**Data to use**:
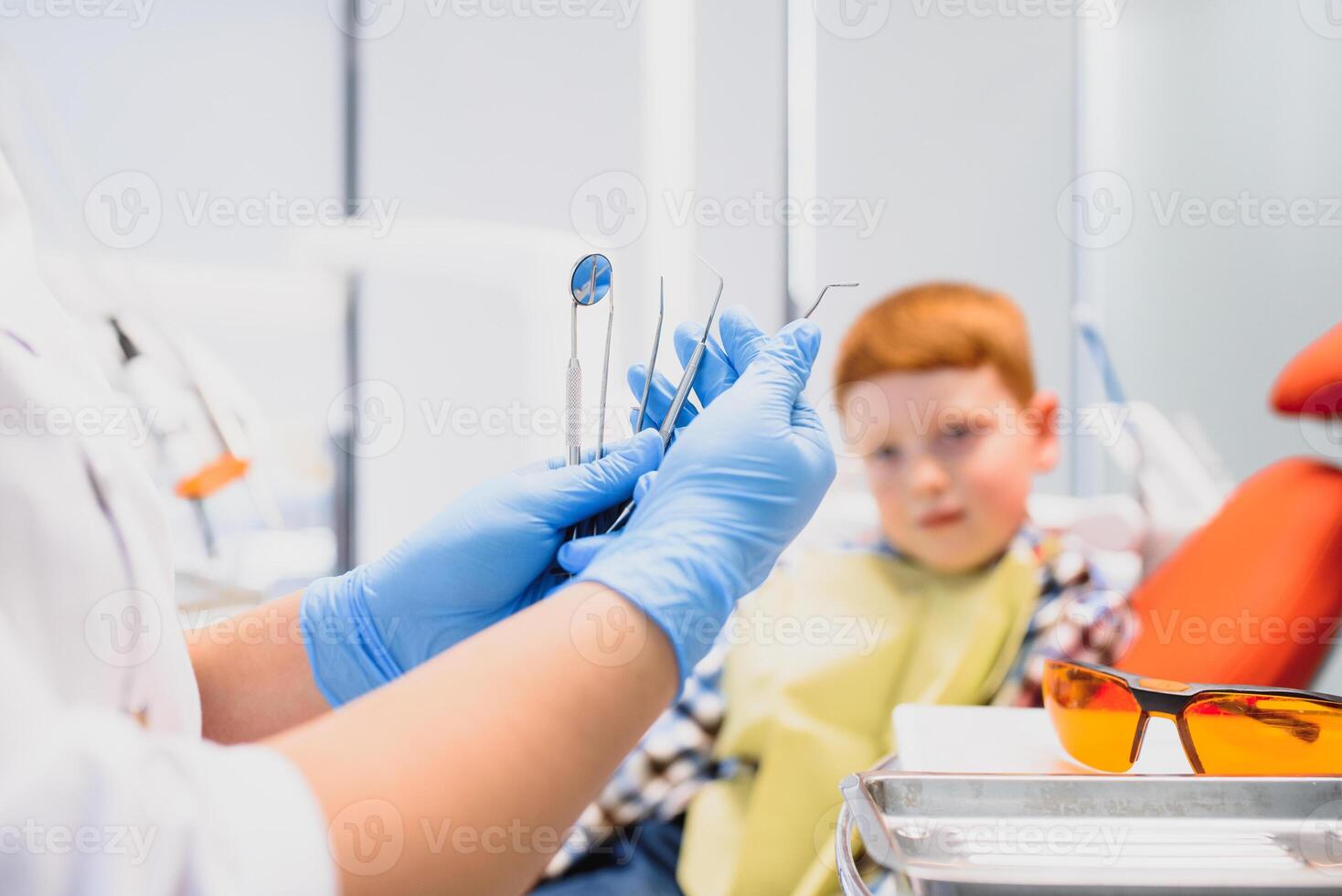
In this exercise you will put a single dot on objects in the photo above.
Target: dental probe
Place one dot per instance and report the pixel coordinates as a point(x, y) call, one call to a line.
point(694, 365)
point(682, 392)
point(653, 359)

**Required work**: Please rewrite the entries above with "dot" replaced by "mark" throughout and everything else unchanged. Leave out the picture.

**Full output**:
In this exercise you will put a single mark on objects in the photo above.
Target: dental probe
Place one mark per instance and report the pixel coordinates as a point(x, y) call, one call to a line.
point(694, 365)
point(682, 392)
point(653, 359)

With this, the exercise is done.